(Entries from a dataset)
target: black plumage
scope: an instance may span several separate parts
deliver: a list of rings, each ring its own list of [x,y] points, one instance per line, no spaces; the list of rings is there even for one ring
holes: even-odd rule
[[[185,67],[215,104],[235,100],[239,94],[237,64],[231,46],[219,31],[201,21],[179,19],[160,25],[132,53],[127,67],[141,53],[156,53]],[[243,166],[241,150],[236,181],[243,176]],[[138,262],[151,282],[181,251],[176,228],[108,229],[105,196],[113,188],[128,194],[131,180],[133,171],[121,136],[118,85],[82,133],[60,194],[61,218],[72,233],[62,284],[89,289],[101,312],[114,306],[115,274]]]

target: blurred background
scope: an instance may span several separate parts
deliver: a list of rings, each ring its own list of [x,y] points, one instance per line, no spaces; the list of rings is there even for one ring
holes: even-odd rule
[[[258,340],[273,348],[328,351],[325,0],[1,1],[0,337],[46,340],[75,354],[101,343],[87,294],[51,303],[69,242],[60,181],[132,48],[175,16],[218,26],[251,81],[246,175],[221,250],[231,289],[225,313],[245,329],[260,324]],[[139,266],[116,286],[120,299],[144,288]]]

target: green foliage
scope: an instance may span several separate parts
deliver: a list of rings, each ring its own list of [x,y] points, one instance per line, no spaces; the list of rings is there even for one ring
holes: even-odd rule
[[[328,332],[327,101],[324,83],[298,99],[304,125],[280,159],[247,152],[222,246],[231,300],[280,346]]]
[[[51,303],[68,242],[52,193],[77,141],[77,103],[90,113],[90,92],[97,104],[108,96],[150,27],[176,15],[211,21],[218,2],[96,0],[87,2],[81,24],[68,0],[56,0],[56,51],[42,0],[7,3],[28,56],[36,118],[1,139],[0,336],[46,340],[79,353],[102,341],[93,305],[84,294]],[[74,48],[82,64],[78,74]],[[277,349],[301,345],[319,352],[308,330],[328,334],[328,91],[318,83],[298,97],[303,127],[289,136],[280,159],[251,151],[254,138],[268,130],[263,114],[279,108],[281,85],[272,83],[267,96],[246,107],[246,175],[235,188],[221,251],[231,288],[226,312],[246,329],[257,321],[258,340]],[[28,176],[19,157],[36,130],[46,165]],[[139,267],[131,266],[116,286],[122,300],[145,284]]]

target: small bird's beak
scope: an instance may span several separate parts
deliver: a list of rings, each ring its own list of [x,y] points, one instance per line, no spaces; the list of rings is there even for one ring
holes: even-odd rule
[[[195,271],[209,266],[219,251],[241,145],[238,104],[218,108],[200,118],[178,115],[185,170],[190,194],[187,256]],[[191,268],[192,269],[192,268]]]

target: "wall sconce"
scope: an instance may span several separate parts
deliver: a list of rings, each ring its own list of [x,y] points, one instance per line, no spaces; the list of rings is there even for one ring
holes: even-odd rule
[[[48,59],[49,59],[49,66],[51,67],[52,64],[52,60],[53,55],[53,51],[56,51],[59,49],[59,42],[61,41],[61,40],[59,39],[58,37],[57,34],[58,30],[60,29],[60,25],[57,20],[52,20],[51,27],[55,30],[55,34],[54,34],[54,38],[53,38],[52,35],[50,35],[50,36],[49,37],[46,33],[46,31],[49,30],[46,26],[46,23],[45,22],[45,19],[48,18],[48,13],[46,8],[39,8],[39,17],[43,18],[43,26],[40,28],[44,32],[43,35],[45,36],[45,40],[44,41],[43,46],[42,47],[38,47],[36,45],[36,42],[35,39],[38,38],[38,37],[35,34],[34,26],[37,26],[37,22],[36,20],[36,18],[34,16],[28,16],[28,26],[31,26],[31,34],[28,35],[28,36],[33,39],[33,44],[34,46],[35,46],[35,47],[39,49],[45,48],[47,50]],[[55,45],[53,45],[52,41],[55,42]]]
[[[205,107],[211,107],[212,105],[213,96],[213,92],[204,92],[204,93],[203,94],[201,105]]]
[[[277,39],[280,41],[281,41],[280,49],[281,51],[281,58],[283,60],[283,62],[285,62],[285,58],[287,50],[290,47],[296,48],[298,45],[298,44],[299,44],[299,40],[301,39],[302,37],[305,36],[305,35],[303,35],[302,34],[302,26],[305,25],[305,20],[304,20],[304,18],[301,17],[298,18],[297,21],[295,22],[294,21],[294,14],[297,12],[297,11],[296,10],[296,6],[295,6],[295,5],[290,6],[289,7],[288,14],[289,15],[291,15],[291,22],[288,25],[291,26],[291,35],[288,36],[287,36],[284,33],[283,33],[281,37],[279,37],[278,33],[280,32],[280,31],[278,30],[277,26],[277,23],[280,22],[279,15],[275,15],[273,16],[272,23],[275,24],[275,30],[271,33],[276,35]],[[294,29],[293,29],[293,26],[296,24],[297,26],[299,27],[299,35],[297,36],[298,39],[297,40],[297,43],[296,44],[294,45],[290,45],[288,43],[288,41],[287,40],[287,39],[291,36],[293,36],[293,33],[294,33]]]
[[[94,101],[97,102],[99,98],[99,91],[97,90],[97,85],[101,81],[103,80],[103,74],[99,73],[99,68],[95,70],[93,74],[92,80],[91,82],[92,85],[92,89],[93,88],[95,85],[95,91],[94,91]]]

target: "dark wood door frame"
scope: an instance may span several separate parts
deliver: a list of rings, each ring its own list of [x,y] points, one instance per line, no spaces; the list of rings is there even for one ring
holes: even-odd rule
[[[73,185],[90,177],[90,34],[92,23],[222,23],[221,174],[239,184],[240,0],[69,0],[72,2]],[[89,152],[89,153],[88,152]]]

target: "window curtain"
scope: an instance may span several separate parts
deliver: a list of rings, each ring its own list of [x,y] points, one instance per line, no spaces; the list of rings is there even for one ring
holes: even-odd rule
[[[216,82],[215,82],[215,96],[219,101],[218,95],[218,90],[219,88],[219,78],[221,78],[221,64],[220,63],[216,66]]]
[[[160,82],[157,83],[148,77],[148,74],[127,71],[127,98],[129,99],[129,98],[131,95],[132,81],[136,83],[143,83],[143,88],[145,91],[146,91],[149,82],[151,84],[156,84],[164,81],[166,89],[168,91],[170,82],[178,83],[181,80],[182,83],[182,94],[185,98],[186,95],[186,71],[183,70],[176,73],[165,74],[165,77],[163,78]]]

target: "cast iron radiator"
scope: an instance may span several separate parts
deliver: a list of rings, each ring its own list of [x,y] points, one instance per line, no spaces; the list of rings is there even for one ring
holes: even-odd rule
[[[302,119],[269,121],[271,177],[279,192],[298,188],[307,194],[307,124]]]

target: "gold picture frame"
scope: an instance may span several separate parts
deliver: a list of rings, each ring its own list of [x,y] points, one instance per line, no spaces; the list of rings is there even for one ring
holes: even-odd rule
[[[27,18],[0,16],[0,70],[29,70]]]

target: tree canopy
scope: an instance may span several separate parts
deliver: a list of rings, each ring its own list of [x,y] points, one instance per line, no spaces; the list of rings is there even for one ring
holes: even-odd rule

_Short problem_
Arrange the lines starting at the one containing "target: tree canopy" and ending at the last line of the entries as a JSON list of strings, one string per line, with blank lines omitted.

_Output of the task_
[
  "target: tree canopy",
  "scope: an instance may span several separate parts",
  "deliver: a list of rings, each ring its own list of [x,y] points, one instance per line, no spaces; the list of rings is there even for one ring",
  "holes: even-odd rule"
]